Each record below needs to be written out exactly as it appears.
┄┄┄┄┄┄┄┄┄┄┄┄┄┄┄┄┄┄┄┄
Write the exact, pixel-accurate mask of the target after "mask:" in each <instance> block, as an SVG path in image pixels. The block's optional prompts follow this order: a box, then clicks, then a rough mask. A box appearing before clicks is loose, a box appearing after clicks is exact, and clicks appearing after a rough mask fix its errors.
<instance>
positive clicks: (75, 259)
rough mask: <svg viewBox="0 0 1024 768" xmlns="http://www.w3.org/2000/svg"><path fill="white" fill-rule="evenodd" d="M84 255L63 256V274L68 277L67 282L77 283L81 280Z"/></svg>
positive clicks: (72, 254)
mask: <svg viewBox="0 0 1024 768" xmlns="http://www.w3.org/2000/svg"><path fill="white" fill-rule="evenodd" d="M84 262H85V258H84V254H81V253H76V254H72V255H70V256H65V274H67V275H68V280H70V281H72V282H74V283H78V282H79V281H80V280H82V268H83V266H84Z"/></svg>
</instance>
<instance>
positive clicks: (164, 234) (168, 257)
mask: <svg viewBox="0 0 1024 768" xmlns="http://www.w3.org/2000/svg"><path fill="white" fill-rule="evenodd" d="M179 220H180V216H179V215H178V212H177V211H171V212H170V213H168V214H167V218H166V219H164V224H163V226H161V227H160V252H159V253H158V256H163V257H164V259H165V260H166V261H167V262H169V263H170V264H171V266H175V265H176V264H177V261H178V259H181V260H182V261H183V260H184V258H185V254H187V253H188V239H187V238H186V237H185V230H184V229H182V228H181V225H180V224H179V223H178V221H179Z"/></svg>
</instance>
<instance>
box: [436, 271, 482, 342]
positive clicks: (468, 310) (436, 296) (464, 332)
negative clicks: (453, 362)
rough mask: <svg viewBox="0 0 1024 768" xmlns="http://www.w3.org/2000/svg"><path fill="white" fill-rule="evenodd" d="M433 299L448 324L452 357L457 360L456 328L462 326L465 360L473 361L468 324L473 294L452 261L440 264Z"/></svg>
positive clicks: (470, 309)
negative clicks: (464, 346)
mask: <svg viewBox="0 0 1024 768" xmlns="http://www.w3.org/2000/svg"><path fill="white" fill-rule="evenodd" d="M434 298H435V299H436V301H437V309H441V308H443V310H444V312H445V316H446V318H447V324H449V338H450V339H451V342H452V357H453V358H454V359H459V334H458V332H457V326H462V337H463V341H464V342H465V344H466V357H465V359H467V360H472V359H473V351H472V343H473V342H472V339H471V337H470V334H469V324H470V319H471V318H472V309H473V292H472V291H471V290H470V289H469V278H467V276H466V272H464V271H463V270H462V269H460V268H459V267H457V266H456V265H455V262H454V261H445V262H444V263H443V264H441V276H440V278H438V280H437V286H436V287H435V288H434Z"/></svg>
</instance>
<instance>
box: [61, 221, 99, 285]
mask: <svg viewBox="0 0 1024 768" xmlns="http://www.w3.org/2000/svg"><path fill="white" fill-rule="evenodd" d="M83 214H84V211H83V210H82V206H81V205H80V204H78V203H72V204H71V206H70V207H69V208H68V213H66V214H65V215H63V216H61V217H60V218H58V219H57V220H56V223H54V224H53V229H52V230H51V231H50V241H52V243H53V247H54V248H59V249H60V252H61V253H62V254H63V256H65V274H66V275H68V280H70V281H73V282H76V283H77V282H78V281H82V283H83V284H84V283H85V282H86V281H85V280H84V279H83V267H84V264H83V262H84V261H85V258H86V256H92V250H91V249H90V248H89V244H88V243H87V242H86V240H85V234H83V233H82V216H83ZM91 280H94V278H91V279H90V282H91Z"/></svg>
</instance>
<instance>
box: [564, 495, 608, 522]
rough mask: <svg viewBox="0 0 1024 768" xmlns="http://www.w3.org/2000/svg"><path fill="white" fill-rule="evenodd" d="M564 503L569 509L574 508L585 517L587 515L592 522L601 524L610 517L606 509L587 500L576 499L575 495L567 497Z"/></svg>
┄┄┄┄┄┄┄┄┄┄┄┄┄┄┄┄┄┄┄┄
▶ **TASK SOLUTION**:
Write the exact, pixel-accurate mask of the target after "mask:" in each <instance> block, as an SVG path in image pixels. The block's optional prompts follow this order: a box, then clicks, then a rough mask. A box appearing before clicks is loose, a box appearing after clicks is exact, and clicks appearing after a rough mask fix its errors.
<instance>
positive clicks: (75, 259)
rough mask: <svg viewBox="0 0 1024 768" xmlns="http://www.w3.org/2000/svg"><path fill="white" fill-rule="evenodd" d="M84 255L63 256V274L68 277L67 282L77 283L81 280Z"/></svg>
positive clicks: (72, 254)
mask: <svg viewBox="0 0 1024 768" xmlns="http://www.w3.org/2000/svg"><path fill="white" fill-rule="evenodd" d="M84 262H85V258H84V254H81V253H76V254H72V255H70V256H65V274H67V275H68V280H70V281H72V282H74V283H78V282H79V281H80V280H82V268H83V266H84Z"/></svg>
</instance>
<instance>
positive clicks: (164, 234) (168, 257)
mask: <svg viewBox="0 0 1024 768" xmlns="http://www.w3.org/2000/svg"><path fill="white" fill-rule="evenodd" d="M179 220H180V216H179V215H178V212H177V211H171V212H170V213H168V214H167V218H166V219H164V224H163V226H161V227H160V252H159V253H158V256H163V257H164V259H165V260H166V261H167V262H169V263H170V264H171V266H175V265H176V264H177V261H178V259H181V260H182V261H183V260H184V258H185V254H187V253H188V239H187V238H186V237H185V230H184V229H182V228H181V225H180V224H179V223H178V221H179Z"/></svg>
</instance>
<instance>
box: [436, 271, 482, 342]
positive clicks: (468, 310) (436, 296) (464, 332)
negative clicks: (453, 362)
rough mask: <svg viewBox="0 0 1024 768" xmlns="http://www.w3.org/2000/svg"><path fill="white" fill-rule="evenodd" d="M433 299L448 324L452 357L457 360L456 328L462 326L465 360L473 361L468 324L473 294L452 261L440 264Z"/></svg>
positive clicks: (470, 309)
negative clicks: (464, 346)
mask: <svg viewBox="0 0 1024 768" xmlns="http://www.w3.org/2000/svg"><path fill="white" fill-rule="evenodd" d="M434 298H435V299H436V301H437V309H441V308H443V310H444V312H445V316H446V318H447V324H449V338H450V339H451V342H452V357H453V358H454V359H459V334H458V332H457V326H462V337H463V341H464V342H465V344H466V357H465V359H467V360H472V359H473V351H472V343H473V342H472V339H471V337H470V334H469V324H470V319H471V318H472V309H473V292H472V291H471V290H470V289H469V278H467V276H466V272H464V271H463V270H462V269H460V268H459V267H457V266H456V265H455V262H454V261H445V262H444V263H443V264H441V276H440V278H438V280H437V286H436V287H435V288H434Z"/></svg>
</instance>
<instance>
box: [61, 221, 99, 285]
mask: <svg viewBox="0 0 1024 768" xmlns="http://www.w3.org/2000/svg"><path fill="white" fill-rule="evenodd" d="M83 214H84V211H83V210H82V206H81V205H80V204H78V203H72V204H71V206H70V207H69V208H68V213H66V214H65V215H63V216H61V217H60V218H58V219H57V220H56V223H54V224H53V229H52V230H51V231H50V241H52V243H53V247H54V248H59V249H60V252H61V253H62V254H63V256H65V274H66V275H68V280H70V281H73V282H76V283H77V282H78V281H82V283H83V284H84V283H85V282H86V281H85V280H84V279H83V267H84V264H83V262H84V261H85V258H86V256H92V250H91V249H90V248H89V244H88V243H87V242H86V240H85V234H83V233H82V216H83ZM91 280H94V278H91V279H90V282H91Z"/></svg>
</instance>
<instance>
box: [564, 495, 608, 522]
rough mask: <svg viewBox="0 0 1024 768" xmlns="http://www.w3.org/2000/svg"><path fill="white" fill-rule="evenodd" d="M564 503L569 509L574 508L585 517L587 515L592 522L601 524L610 517L606 509L587 500L576 499L575 495L567 497Z"/></svg>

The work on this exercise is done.